Work required: Leaving out the pictures, transcribe all of the records faithfully.

## BEGIN Data extract

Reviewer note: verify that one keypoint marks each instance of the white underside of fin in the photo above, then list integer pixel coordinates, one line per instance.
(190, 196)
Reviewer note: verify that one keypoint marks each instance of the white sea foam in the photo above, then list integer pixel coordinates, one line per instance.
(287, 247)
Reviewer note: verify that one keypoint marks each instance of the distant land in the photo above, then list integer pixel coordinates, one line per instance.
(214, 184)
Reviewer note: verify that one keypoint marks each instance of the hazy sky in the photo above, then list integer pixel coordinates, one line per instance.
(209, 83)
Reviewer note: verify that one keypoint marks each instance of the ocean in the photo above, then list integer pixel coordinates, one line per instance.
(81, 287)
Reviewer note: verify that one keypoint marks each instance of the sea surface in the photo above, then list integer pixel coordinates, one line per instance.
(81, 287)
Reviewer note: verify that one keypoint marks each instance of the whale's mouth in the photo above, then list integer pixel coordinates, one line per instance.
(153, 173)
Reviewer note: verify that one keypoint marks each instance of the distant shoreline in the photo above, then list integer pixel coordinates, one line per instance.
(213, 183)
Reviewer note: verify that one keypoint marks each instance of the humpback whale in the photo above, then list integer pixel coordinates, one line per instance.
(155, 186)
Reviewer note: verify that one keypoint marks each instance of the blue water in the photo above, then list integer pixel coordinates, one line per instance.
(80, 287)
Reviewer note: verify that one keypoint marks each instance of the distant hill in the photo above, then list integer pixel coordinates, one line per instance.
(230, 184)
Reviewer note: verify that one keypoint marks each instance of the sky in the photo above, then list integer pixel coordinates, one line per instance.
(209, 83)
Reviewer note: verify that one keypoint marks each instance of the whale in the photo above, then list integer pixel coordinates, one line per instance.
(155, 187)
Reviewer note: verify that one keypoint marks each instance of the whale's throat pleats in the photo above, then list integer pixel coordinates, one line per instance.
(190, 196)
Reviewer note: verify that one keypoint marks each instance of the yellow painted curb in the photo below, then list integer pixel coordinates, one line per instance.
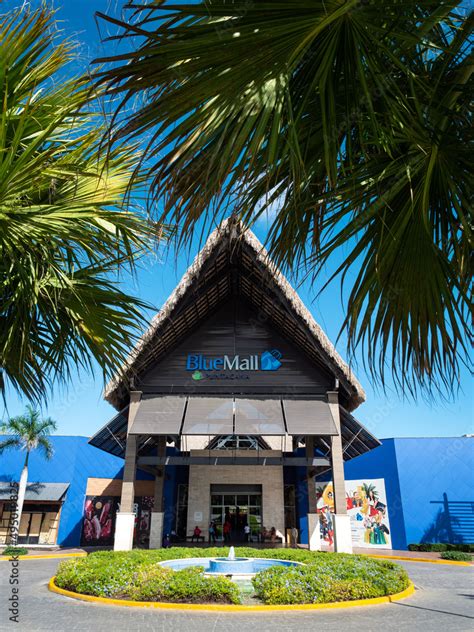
(416, 559)
(224, 608)
(53, 556)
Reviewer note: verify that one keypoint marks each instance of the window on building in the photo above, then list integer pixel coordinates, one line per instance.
(182, 511)
(237, 442)
(290, 507)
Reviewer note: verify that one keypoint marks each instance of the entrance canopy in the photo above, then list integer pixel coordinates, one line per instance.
(222, 416)
(175, 416)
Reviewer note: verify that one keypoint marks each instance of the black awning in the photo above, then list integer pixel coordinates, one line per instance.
(159, 416)
(209, 416)
(37, 492)
(308, 417)
(259, 417)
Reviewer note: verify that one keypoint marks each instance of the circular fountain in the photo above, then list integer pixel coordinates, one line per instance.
(236, 567)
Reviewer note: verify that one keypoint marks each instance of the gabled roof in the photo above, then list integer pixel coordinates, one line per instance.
(232, 260)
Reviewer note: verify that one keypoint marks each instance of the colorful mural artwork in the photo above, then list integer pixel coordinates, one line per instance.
(98, 526)
(367, 507)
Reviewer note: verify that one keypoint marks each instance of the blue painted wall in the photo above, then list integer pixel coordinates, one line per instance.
(436, 477)
(73, 462)
(429, 484)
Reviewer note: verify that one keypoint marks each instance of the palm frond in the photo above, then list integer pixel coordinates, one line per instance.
(349, 122)
(65, 229)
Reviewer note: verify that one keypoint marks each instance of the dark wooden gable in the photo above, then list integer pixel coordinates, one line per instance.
(236, 328)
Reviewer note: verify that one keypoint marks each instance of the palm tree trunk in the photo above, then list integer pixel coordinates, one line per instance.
(21, 494)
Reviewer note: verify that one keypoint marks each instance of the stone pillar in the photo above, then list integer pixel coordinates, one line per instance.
(157, 516)
(342, 526)
(314, 532)
(125, 521)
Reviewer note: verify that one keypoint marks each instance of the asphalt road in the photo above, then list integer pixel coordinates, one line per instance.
(444, 600)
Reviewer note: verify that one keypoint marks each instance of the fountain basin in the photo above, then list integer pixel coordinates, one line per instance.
(235, 566)
(239, 567)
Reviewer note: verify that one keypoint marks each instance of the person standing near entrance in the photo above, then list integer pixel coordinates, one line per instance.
(247, 532)
(227, 529)
(212, 532)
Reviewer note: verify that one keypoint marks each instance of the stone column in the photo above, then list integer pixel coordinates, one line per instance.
(157, 516)
(342, 525)
(314, 532)
(125, 519)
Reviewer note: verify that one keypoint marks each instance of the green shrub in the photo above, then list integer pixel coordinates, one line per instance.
(334, 578)
(137, 575)
(15, 550)
(458, 556)
(441, 546)
(155, 583)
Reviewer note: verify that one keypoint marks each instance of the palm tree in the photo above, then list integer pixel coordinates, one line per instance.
(345, 122)
(65, 231)
(27, 432)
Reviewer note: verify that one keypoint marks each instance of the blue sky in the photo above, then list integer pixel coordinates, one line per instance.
(79, 408)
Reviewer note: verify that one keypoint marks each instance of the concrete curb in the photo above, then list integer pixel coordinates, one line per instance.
(51, 556)
(224, 608)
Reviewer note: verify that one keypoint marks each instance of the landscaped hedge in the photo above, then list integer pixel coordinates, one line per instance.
(136, 575)
(155, 583)
(14, 551)
(441, 546)
(458, 556)
(329, 579)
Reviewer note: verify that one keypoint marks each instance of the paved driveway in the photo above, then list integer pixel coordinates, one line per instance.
(444, 600)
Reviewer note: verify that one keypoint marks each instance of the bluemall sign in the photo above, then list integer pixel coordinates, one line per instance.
(267, 361)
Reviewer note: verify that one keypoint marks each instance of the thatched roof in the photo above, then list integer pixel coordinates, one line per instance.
(224, 242)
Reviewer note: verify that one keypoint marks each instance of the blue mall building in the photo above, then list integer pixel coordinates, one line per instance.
(234, 409)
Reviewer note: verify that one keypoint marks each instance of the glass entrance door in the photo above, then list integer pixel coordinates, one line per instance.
(233, 511)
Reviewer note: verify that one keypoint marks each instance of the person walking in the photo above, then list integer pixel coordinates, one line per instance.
(212, 532)
(246, 533)
(227, 529)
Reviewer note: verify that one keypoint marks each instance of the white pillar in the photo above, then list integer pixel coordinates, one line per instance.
(125, 520)
(342, 526)
(156, 529)
(314, 532)
(124, 525)
(342, 533)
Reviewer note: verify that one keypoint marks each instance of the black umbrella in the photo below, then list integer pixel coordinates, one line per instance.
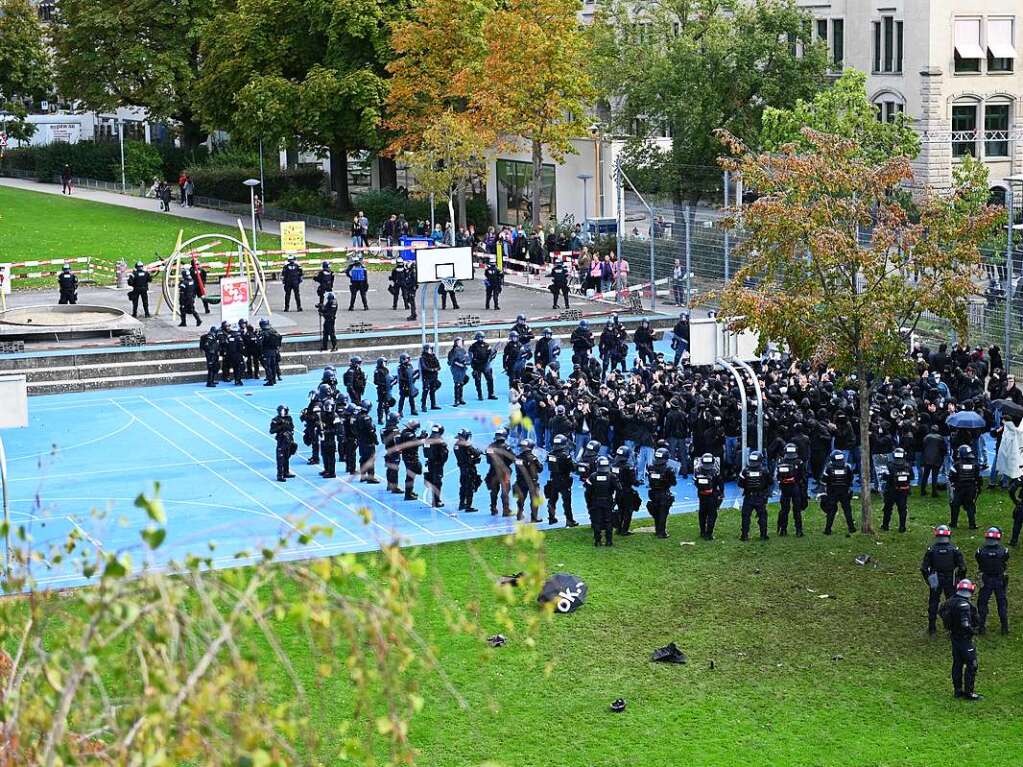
(566, 591)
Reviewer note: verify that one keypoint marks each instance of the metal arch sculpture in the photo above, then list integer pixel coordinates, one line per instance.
(249, 266)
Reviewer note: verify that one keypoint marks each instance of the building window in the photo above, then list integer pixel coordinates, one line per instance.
(888, 45)
(965, 130)
(515, 183)
(968, 50)
(996, 130)
(1001, 51)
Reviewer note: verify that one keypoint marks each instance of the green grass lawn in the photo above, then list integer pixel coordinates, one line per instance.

## END Data extract

Response to the exercise:
Reviewer note: verify that one keypoint marks each instance of the white underside of fin in the photo above, then list integer pixel coordinates, one line per instance.
(190, 196)
Reviewer note: verify that one keypoint marks each instance of the white sea foam in the photo above, then list integer pixel coordinates, one line per instance.
(287, 247)
Reviewer note: verify that one keypoint marks each instance of the distant land in the photo above, then list integer pixel coordinates, one line per instance.
(214, 184)
Reviewer note: verify that one keypoint marks each instance of the hazy sky in the photo above, then list integer pixel coordinates, one line per instance.
(209, 83)
Reviewer note: verify that one keypoint marks each instance of the ocean in the photo above, then list integer pixel coordinates, one line per instance.
(81, 287)
Reviewer note: verify that one keypoint marks each instance of the sea surface in the photo above, then list integer pixel coordinates, one line per instance.
(81, 287)
Reviewer note: verify that one keypoint marks each instance of the whale's mouth in the photo above, then list integer pixel coordinates, one line per instance.
(153, 173)
Reviewer note: verify that one keypoint marks each instance of the distant shoreline in the photo above, then list integer pixel coordinates, one line per instance.
(213, 183)
Reviewer note: verify that one keypoint marks each instance of the humpback whale in the photo above, then list integer pixel coordinates, one line per instance.
(155, 186)
Reviewer note: verify that one keypoint marks each instance of the blue water in the photo above, then list integer pixel coordinates, one line per instance.
(80, 287)
Reviewer note: verify that one keypoint marks each instance of the distant hill in the photo above, then list integer pixel coordinates, one line per instance.
(230, 184)
Reviewer note: verify that one keypoint marks each instance of the sky in the photo above, then list integer pixel coordinates, one line per instance.
(209, 83)
Reviewer note: verify that one keypoint marks each instance of the whale in the photo above, then list integer pixel coordinates, one line per instance.
(155, 187)
Reviewer note: verify that one keypoint marks each instance of the whale's throat pleats in the photo above, then list integer pixel coordinates, one line per instance.
(190, 196)
Reviewer note: verify that one keypoint marks each instance of the yellow painted curb in the photo below, then list integer pixel coordinates, one line per instance.
(416, 559)
(224, 608)
(53, 556)
Reviewer note: verify that one keypoint marks each instance of the window on building in the photo above, then list integer pixel coordinates, one line per instance.
(182, 511)
(237, 442)
(290, 507)
Reviewer note: verify that one keypoint marks each instance of the entrance canopy in the photo above, then list integer pixel coordinates, one line per instance.
(222, 416)
(175, 416)
Reviewer note: verify that one keypoint marks each instance of the black awning in the photo above, then list integer pixel coordinates, one line per instance.
(159, 416)
(209, 416)
(37, 492)
(308, 417)
(259, 417)
Reviewer note: verify that one keypoint marks each instance of the circular fountain in the photo above, then list integer pixel coordinates, one line per instance.
(236, 567)
Reviewer note: verify that one keypoint marks each instance of the gabled roof in the photo above, then list integer pixel coordinates, one line per instance.
(232, 260)
Reviewer note: verify that one keypoint marks each instance of the colorful mural artwork in the photo above, then list integer pixel coordinates, one line per instance.
(98, 526)
(367, 507)
Reviewer note: verify that one keypoint marks each instance of the blue painted wall in the photo above, then list integer pixel coordinates, one line per instance.
(436, 477)
(73, 462)
(429, 484)
Reviewer note: verify that one keypoint marks each instance of the palm frond in the photo above, then list integer pixel coordinates, one line per instance.
(349, 122)
(65, 229)
Reviewer note: verify that one keypoint marks each instance of the dark wooden gable in the photo above, then list integer pixel coordinates, one line per instance.
(236, 328)
Reviewer note: verify that one keypoint marks each instance of the palm tree trunk in the photo above, then list integer pixel coordinates, one line per instance.
(21, 494)
Reviewer note: verify that one keypoint marks each instance of the stone pillar in the photo above, then list integer pixel coordinates, one line per instance.
(157, 516)
(342, 526)
(314, 532)
(125, 521)
Reviewer note: verify that one keypoint marks each instance of the asphalt road in the photo above, then list integer pixel coordinates, one line per instance.
(444, 600)
Reviewer note: verify that one keypoint marks each instance of the fountain basin in the photo above, then list integer pixel coordinates, one line per instance.
(235, 566)
(239, 567)
Reviewer note: verify that one keypoint marks each instance of the person standing near entrance in the photo above, then list integer pixel coordinates, one line per instance.
(247, 532)
(227, 529)
(212, 532)
Reviewer note: verify that one keypoint marks each instance of the stone column in the photo above, then list integer pixel coordinates, one line per instance.
(157, 516)
(342, 525)
(314, 532)
(125, 519)
Reviewer note: verify that one keypoint marks each instance of the green shrub in the photo above, then list integer pixel coordinates, one line per instance.
(334, 578)
(137, 575)
(15, 550)
(458, 556)
(441, 546)
(155, 583)
Reviewer note: verify that one keypoint marks each instance of the palm tree in the photo above, then list integer pixel coordinates, one line per instance.
(345, 122)
(65, 231)
(27, 432)
Reviewer note: verify that one keypoint marks each instance of the blue sky in the photo above, then list integer pixel coordinates, one line per instance.
(79, 408)
Reviewer note: verify that one keypoint marks each instance of the concrete curb in the photo above, then list integer pixel coordinates, one line per instance.
(51, 556)
(224, 608)
Reviewer note: verify that one keypoint marks each instance of the landscaped hedge in the photo above, then list integer pixel coordinates, one line per instance.
(136, 575)
(155, 583)
(14, 551)
(441, 546)
(458, 556)
(329, 579)
Reviewer note: verify that one keypoint marks each instance of the paved driveway in the photo above, then list integer pixel coordinates, one line per instance.
(444, 600)
Reviewer note: verify that one keypoint marks each instance of the bluemall sign in the photo above, then list integer pixel coordinates, one line per instance.
(267, 361)
Reviewer note: verify that one keypoint marks each instance of the thatched roof in the photo above, then list integer pixel coordinates, one line per instance.
(224, 242)
Reviewer note: verify that one keypoint marks each instance of the blue mall building in the photo above, then list integer pixel coordinates, one line per instance.
(234, 409)
Reviewer note: verify that one keypoint marks each instance of the glass entrance door in the photo above, then list integer pixel coordinates, one line per instance.
(233, 511)
Reviewer note: verify that one keypoint marks each instance of the person walking in the photo above, then list integer pixel coordinates, one line per instance.
(212, 532)
(246, 533)
(227, 529)
Reviewer note: verify that one keypoint marks each instance of the white pillar in the photo above, then list integer pixel coordinates, one line per instance.
(125, 520)
(342, 526)
(156, 529)
(314, 532)
(124, 525)
(342, 533)
Reviewer note: verify that one keypoint marks each instance of the black umbrella in the photo below, then list integer pixel coordinates, one line per instance.
(566, 591)
Reviewer note: verify that one keypoint marks each instance of the metal arch sculpture in the photo above, then list integer pixel coordinates, one line per instance.
(249, 266)
Reviewer note: verify that one keypoint marks each instance of the building window in the photo above, then list integer pixel coordinates, one line per instance.
(888, 45)
(965, 130)
(515, 183)
(968, 50)
(996, 130)
(1001, 51)
Reviewer note: verify that one keypoint marks each instance of the green grass lawn in the photo above, then list integer pixel coordinates, one line per instance.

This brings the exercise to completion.